**TASK DIRECTIONS:**
Working from the records below, repeat exactly the lines starting at the line that contains "request | drop a dot on each instance of the pink" and ending at the line that contains "the dry vegetation", inclusive.

**DATA SHOWN:**
★ ★ ★ ★ ★
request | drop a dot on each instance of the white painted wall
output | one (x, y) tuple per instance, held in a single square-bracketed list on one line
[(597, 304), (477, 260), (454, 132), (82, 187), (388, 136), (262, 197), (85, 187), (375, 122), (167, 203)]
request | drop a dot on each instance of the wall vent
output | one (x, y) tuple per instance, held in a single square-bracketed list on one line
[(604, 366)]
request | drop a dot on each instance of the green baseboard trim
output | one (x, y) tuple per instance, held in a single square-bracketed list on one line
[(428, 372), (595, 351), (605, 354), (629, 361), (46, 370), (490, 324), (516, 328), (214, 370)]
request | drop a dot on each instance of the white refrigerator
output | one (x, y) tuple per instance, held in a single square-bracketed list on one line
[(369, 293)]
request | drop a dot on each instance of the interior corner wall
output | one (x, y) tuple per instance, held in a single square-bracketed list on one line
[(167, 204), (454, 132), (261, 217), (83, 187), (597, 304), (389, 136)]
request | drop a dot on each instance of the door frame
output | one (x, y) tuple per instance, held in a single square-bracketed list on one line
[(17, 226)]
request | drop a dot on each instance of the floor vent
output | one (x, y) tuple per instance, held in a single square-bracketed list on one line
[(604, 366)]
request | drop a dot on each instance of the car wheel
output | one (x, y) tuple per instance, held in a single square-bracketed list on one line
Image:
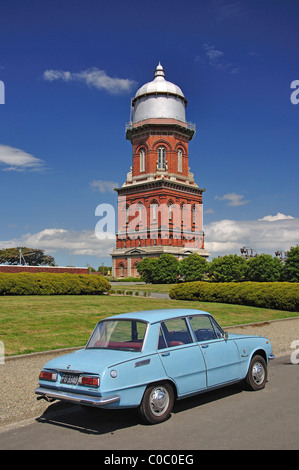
[(256, 377), (157, 403)]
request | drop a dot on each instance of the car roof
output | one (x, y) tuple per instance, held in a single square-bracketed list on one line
[(154, 316)]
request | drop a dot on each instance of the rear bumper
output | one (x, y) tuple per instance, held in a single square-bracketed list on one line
[(76, 397)]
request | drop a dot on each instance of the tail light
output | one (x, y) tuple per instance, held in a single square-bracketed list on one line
[(48, 375), (89, 380)]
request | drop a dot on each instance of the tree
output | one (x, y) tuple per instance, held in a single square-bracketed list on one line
[(32, 257), (229, 268), (193, 268), (167, 270), (291, 266), (162, 270), (146, 269), (264, 268)]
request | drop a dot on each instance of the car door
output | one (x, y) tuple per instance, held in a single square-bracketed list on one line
[(220, 354), (181, 358)]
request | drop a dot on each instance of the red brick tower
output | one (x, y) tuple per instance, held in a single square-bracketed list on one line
[(159, 205)]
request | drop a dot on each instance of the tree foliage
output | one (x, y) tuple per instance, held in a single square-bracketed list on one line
[(264, 268), (291, 267), (32, 257), (229, 268), (193, 268), (162, 270)]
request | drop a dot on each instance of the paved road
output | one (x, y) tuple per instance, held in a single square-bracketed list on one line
[(229, 418)]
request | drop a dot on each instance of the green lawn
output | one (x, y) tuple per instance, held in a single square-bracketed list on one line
[(39, 323)]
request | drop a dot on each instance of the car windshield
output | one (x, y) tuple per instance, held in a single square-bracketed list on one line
[(118, 334)]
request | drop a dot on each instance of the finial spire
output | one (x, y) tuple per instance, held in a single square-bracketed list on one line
[(159, 72)]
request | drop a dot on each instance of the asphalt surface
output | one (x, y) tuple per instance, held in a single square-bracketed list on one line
[(27, 423), (229, 418)]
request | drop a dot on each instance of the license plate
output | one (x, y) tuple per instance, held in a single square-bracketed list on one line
[(70, 379)]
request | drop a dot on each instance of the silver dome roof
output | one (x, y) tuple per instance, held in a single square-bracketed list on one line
[(159, 99), (159, 85)]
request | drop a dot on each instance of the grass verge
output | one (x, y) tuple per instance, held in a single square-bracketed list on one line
[(39, 323)]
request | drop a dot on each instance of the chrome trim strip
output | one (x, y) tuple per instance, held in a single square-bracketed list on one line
[(76, 397)]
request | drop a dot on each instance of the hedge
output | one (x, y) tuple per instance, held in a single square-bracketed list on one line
[(276, 295), (52, 284)]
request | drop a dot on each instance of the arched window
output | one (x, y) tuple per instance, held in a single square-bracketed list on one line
[(142, 160), (161, 158), (122, 269), (180, 161), (154, 206)]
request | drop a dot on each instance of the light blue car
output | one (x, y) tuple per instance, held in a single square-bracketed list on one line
[(147, 360)]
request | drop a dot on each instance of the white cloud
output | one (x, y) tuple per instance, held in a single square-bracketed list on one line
[(13, 159), (228, 236), (233, 198), (53, 240), (217, 60), (103, 186), (278, 216), (94, 78)]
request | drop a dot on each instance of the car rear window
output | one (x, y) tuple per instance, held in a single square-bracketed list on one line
[(173, 333), (118, 334)]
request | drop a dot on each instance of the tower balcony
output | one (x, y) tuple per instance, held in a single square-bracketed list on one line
[(132, 127)]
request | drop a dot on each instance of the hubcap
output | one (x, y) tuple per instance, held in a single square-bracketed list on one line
[(258, 373), (159, 400)]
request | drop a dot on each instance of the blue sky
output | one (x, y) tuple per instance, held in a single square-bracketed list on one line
[(70, 69)]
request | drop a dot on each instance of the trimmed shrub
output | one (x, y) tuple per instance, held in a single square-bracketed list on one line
[(52, 284), (276, 295)]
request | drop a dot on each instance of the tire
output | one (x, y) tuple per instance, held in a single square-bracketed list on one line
[(256, 377), (157, 403)]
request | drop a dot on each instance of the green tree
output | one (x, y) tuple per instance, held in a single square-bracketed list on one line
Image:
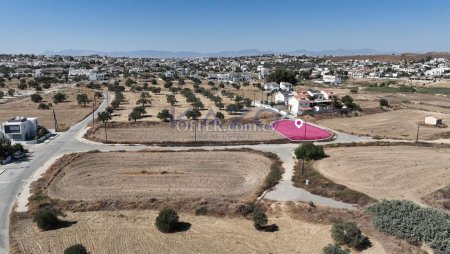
[(219, 116), (219, 104), (347, 233), (36, 98), (165, 115), (43, 106), (59, 97), (384, 103), (82, 99), (197, 104), (167, 220), (309, 151), (134, 115), (47, 219), (104, 117), (193, 114), (334, 249), (171, 99), (259, 219), (76, 249), (232, 108), (144, 99)]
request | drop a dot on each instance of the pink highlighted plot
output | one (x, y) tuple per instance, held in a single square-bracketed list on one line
[(306, 132)]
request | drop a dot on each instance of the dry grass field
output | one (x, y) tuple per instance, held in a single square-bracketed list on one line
[(134, 176), (165, 133), (398, 124), (388, 172), (134, 232), (67, 113)]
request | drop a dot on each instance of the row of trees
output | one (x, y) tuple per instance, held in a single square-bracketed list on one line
[(412, 222)]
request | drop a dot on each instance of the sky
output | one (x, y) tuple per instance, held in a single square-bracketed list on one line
[(30, 26)]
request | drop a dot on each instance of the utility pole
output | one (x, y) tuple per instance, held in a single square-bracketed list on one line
[(93, 111), (195, 131), (303, 166), (417, 136)]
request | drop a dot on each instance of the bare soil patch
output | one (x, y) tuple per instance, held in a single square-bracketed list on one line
[(329, 216), (134, 232), (393, 172), (136, 175), (183, 133), (223, 181)]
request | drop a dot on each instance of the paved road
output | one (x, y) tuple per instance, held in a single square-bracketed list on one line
[(15, 176)]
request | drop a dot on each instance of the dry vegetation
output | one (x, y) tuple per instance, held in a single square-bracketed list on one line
[(134, 232), (221, 180), (392, 172), (165, 133), (397, 124), (67, 113), (128, 176)]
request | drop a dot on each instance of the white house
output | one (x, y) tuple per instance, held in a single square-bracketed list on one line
[(97, 76), (299, 104), (263, 73), (20, 128), (286, 86), (282, 97), (332, 79)]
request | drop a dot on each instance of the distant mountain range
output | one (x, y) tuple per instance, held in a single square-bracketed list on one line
[(190, 54)]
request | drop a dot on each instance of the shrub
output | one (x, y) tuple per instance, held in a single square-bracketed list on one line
[(43, 106), (347, 233), (309, 151), (165, 115), (201, 211), (47, 219), (76, 249), (59, 97), (259, 219), (219, 115), (82, 99), (167, 220), (334, 249), (414, 223), (384, 103)]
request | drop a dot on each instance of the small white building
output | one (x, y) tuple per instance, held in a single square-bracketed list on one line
[(3, 136), (97, 76), (332, 79), (20, 128), (431, 120), (282, 97), (272, 86)]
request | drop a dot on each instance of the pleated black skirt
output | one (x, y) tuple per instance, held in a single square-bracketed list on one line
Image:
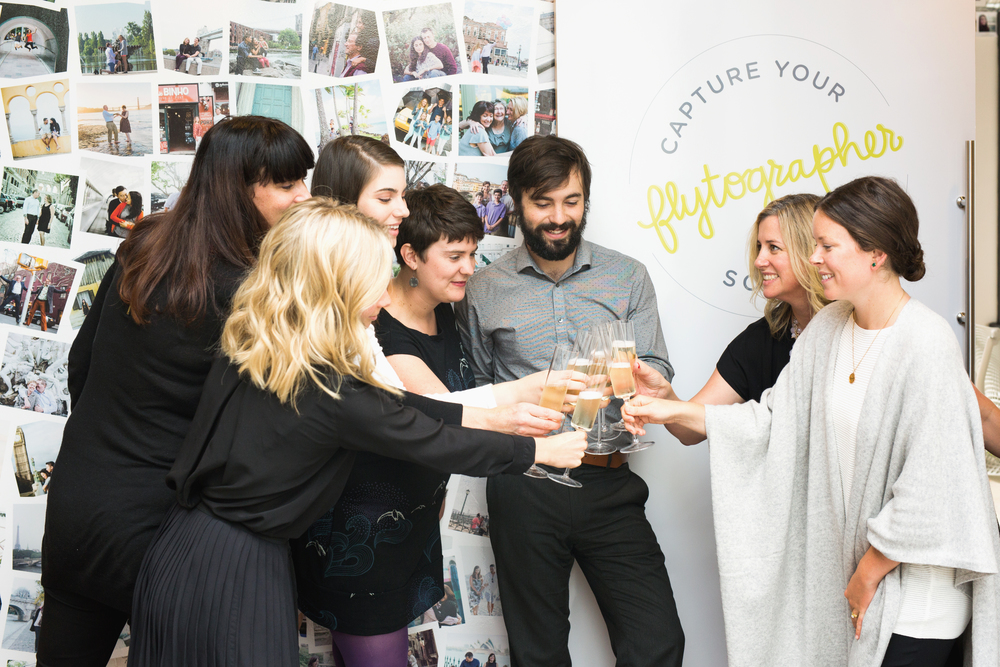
[(213, 594)]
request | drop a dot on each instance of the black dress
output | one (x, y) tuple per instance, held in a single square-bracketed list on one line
[(216, 586), (134, 391), (44, 218), (753, 360), (388, 512)]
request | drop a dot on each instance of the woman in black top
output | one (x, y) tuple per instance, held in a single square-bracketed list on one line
[(368, 607), (297, 390), (779, 246), (136, 372), (44, 218)]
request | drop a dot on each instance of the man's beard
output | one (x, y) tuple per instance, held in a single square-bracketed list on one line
[(552, 251)]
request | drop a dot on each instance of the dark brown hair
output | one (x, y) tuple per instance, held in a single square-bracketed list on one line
[(879, 215), (214, 220), (347, 164), (541, 164), (437, 212)]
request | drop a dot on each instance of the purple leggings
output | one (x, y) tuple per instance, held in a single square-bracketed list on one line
[(388, 650)]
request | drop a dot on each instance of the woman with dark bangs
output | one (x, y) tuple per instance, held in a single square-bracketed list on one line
[(136, 372)]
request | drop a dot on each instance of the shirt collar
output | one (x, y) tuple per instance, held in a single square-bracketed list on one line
[(524, 260)]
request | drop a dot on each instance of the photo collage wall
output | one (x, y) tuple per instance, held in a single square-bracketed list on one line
[(106, 104)]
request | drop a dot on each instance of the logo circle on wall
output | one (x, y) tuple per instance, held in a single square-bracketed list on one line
[(740, 124)]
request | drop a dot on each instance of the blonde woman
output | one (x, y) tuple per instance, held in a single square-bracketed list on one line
[(517, 112), (853, 515), (294, 396), (778, 249)]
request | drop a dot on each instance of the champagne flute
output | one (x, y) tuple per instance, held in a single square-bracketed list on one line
[(601, 354), (561, 368), (580, 362), (622, 381), (623, 357)]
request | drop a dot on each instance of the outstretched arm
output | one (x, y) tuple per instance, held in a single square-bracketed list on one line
[(643, 410)]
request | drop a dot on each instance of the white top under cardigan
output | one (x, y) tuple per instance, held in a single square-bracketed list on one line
[(932, 607)]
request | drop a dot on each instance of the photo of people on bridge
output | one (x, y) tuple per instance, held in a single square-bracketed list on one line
[(115, 38)]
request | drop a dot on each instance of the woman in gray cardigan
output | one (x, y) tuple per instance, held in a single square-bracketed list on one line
[(853, 515)]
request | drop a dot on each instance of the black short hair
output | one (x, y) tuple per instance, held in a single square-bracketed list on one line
[(541, 164), (437, 212)]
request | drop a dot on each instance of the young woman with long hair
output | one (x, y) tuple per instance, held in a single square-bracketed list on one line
[(136, 372), (402, 573), (297, 390)]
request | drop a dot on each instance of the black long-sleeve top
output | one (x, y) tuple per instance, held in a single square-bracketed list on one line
[(134, 391), (251, 460)]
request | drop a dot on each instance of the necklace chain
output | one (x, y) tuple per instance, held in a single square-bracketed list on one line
[(854, 323)]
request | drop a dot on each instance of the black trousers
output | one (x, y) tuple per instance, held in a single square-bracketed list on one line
[(906, 651), (538, 528), (77, 631), (29, 228)]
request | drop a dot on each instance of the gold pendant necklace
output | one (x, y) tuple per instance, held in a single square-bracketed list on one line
[(854, 323)]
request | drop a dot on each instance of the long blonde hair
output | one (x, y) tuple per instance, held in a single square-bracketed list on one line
[(297, 317), (794, 213)]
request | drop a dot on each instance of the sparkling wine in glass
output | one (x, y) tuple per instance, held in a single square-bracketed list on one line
[(581, 361), (554, 391), (622, 381)]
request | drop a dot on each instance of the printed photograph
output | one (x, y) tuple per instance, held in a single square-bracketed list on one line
[(187, 111), (448, 610), (343, 41), (986, 21), (115, 38), (494, 119), (20, 633), (167, 180), (486, 649), (188, 48), (545, 112), (113, 197), (469, 512), (283, 103), (115, 119), (481, 583), (422, 42), (35, 41), (315, 644), (36, 118), (545, 59), (485, 185), (356, 108), (28, 525), (497, 38), (33, 378), (35, 290), (423, 120), (37, 207), (423, 649), (272, 52), (95, 264), (420, 175)]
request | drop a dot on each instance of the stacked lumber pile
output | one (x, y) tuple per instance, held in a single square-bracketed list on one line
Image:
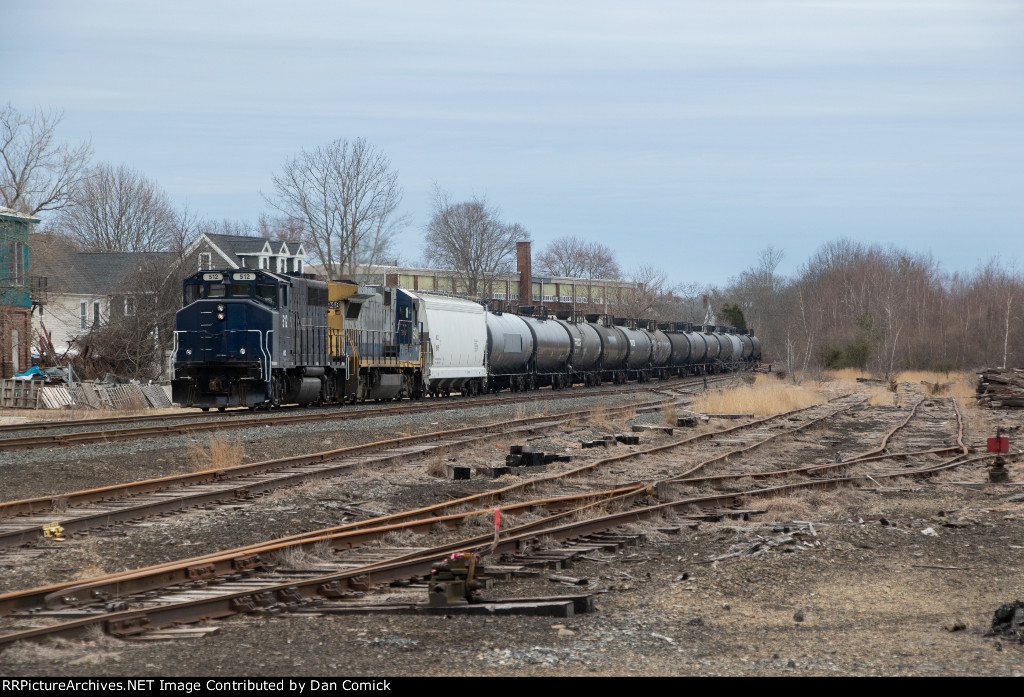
★ ★ ★ ★ ★
**SOLUTION TO THIS PROBLEM:**
request | drop a dot on each instance of the pink highlighted plot
output | one (x, y) tuple per instance, held in a single square-bracketed list on one line
[(306, 132)]
request | drop a dot on each instance of the dry grass field
output | one (x, y) tuple per instance, held in a single square-bracketed list on one line
[(134, 176), (165, 133), (398, 124), (388, 172), (134, 232), (67, 113)]
request | drop a dot on each instance of the row of trees
output | one (x, y) tuple per instance, held in a single square-bracketed list on one line
[(412, 222)]
request | drop a dot on each instance of the sky
output | one (x, y) tuple per instance, held in a single square-bracketed list on one line
[(30, 26)]
request | drop a dot on each instance of the utility pole
output | one (x, y) tuple per instance, held in a single square-bracketed list on one line
[(93, 111), (195, 131), (303, 166), (417, 136)]
request | drop a dot on each instance of the bare soil patch
output | one (x, y) tuple per instance, held in a single square-bracketed list on one line
[(329, 216), (134, 232), (393, 172), (136, 175), (183, 133), (223, 181)]
request | drop a dot on each instance of the paved road
output | one (x, y) tuple per instance, held in a single square-bracketed list on one line
[(15, 176)]
request | drop a dot on each instance of the dry vegetation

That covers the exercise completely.